------ Data section ------
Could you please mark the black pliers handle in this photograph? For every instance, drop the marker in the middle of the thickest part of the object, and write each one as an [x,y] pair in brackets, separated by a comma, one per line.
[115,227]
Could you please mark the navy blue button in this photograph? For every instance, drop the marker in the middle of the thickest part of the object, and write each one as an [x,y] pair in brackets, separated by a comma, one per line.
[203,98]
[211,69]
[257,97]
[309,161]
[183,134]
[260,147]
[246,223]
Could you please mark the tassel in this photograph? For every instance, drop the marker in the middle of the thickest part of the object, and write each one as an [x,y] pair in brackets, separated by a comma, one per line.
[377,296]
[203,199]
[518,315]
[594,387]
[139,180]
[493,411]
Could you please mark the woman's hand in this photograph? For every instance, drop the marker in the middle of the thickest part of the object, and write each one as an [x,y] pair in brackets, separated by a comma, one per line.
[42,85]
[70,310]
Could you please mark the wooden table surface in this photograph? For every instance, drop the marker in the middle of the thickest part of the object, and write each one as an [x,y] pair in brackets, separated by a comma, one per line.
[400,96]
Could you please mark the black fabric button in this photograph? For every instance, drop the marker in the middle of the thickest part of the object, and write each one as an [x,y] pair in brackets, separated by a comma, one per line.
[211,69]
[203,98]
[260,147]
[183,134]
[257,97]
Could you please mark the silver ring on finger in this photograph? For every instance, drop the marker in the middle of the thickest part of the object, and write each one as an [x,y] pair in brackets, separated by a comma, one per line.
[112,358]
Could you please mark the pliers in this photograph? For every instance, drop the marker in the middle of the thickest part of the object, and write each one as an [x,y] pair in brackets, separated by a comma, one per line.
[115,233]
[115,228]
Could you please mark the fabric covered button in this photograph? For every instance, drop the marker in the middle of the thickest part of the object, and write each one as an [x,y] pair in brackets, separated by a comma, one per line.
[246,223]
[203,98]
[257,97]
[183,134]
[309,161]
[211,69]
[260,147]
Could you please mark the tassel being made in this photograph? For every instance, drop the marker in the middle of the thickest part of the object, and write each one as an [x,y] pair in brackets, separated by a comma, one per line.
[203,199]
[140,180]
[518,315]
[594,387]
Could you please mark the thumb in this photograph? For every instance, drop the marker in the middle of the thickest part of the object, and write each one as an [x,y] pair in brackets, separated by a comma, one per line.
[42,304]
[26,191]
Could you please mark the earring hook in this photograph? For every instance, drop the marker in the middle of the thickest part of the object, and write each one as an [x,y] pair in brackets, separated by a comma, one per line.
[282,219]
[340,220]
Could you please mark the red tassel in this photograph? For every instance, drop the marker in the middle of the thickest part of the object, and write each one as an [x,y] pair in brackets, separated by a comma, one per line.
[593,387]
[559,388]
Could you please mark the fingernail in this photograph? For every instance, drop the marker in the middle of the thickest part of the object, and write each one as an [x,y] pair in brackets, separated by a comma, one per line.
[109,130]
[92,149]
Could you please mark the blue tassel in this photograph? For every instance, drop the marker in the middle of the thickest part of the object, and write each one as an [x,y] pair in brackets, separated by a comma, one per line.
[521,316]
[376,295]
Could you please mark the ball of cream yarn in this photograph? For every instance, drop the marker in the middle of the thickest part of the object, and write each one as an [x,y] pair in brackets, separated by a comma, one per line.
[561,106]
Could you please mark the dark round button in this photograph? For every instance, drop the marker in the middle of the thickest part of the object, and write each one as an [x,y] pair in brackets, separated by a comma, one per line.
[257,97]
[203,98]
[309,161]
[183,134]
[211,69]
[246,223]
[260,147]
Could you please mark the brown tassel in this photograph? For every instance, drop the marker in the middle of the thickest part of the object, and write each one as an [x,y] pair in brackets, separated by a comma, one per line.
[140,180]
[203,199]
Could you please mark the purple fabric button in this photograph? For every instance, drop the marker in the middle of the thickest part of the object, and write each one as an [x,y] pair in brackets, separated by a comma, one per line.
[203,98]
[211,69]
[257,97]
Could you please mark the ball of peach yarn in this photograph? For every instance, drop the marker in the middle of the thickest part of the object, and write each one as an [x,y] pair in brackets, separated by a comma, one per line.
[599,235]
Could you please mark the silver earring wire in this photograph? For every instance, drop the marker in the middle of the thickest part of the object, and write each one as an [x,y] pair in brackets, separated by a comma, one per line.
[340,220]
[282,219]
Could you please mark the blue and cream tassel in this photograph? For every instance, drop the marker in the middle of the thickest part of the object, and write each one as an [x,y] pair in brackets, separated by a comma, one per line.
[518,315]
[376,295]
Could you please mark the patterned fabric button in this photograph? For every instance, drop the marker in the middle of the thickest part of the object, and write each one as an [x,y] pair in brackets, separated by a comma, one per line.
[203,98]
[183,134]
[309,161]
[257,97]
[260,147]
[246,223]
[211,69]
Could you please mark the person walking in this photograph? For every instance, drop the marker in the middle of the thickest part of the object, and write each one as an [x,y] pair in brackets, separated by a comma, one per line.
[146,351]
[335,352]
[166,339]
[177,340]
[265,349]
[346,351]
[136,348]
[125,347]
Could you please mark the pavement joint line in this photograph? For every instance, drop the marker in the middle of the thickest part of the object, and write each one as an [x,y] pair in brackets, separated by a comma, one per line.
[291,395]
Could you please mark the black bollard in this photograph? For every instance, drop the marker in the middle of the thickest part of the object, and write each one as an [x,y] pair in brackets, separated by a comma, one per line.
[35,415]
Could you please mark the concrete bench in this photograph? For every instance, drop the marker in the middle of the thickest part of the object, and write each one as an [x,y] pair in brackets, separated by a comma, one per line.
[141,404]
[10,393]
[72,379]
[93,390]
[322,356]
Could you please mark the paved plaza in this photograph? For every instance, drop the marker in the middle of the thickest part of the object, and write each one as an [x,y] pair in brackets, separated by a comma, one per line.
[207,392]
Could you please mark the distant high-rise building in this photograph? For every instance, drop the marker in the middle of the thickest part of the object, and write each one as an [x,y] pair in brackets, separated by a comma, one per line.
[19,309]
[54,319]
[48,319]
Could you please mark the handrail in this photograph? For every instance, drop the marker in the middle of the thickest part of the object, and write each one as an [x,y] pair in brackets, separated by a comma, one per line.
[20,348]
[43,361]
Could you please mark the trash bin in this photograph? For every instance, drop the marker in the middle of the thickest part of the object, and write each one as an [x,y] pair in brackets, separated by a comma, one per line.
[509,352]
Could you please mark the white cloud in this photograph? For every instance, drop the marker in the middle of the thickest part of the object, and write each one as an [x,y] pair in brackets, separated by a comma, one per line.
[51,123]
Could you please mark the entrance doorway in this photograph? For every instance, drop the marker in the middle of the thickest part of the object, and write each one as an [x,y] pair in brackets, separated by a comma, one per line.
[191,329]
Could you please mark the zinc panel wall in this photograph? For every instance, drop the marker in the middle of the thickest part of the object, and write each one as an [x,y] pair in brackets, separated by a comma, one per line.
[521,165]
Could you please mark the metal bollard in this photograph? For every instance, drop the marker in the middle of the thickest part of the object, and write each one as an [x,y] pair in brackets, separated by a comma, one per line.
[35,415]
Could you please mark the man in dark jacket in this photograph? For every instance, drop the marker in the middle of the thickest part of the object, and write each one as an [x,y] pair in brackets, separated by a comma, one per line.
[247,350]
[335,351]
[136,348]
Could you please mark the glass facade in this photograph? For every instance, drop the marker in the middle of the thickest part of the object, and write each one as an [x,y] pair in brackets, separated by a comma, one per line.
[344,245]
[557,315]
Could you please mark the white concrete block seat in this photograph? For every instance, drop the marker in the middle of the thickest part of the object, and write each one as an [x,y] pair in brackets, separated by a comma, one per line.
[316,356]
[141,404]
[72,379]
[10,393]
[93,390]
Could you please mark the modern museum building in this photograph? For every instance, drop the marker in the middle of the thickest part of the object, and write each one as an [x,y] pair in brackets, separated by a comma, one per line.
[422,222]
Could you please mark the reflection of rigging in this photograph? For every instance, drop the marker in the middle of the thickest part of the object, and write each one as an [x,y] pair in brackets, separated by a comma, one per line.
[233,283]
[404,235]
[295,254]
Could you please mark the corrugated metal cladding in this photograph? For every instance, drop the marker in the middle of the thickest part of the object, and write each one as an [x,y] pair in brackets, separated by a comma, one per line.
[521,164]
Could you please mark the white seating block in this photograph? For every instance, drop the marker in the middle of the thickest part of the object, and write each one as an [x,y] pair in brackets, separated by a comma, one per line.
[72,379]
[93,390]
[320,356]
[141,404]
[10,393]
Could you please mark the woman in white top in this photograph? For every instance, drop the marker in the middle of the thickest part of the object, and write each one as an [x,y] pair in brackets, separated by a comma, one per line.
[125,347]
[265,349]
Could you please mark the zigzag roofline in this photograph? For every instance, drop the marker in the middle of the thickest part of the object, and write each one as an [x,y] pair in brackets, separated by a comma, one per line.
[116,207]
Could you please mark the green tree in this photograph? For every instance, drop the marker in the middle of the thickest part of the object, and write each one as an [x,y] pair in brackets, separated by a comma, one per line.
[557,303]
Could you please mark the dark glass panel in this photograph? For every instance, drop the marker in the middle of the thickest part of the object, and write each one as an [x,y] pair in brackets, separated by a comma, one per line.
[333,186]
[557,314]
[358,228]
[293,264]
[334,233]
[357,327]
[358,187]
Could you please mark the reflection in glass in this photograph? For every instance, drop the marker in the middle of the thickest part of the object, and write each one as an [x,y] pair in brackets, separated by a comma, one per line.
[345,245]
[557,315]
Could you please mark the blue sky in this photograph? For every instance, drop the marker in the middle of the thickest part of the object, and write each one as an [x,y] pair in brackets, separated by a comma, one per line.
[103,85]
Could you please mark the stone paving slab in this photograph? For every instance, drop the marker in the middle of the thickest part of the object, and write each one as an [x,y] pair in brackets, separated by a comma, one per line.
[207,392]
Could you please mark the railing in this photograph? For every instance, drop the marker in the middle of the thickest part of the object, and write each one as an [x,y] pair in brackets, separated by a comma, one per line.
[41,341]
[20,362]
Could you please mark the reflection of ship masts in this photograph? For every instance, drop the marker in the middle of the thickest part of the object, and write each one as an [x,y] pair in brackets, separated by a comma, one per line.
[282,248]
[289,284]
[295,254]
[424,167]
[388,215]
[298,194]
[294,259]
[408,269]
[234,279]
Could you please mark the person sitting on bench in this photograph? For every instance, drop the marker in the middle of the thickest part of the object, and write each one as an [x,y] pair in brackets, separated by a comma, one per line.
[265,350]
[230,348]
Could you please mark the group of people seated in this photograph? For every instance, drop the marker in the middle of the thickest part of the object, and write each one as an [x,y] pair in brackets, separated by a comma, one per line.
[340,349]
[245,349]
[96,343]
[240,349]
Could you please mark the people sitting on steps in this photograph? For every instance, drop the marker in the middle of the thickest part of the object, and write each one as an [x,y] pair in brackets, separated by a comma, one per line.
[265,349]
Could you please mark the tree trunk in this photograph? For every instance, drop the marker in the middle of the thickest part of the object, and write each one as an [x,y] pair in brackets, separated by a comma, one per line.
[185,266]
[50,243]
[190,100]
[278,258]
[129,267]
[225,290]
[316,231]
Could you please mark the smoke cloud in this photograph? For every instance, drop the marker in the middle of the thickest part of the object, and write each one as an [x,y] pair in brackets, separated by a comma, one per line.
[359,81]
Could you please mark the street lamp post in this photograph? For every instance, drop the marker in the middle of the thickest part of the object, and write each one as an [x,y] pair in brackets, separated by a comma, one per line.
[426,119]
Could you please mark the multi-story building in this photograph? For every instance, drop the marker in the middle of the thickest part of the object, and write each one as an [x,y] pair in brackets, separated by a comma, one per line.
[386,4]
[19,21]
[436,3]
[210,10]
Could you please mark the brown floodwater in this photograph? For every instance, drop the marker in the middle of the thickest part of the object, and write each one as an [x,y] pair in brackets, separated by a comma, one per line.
------
▶ What the exercise asks
Starting at the line in the records above that contains "Could you please mark the smoke", output every line up to and including the last one, with nothing added.

▶ Expected answer
Could you please mark the smoke cloud in this photograph? For every instance, drop the marker in the middle of the thickest part of the object, and write each one as an [x,y] pair in brackets, separated by a comma, one per line.
[359,81]
Could you please mark the street lamp post in this photograph? For every instance, drop the marker in the middle of the thickest part of the object, and write each one as an [x,y] pair in brackets, separated by a comma, one per line.
[426,119]
Could you please mark the multi-story building in this photograph? For every instance, drop the marker in the middle of the thickest part of the object, and write each one as an [x,y] pair in brackets, separated by a comma, one per line.
[386,4]
[19,21]
[436,3]
[210,10]
Could you please mark the brown floodwater in this photograph? For every instance, drop the marker in the middle of the thickest part of the object, and write each one as an [x,y] pair in brackets, separated by a comma, one per line.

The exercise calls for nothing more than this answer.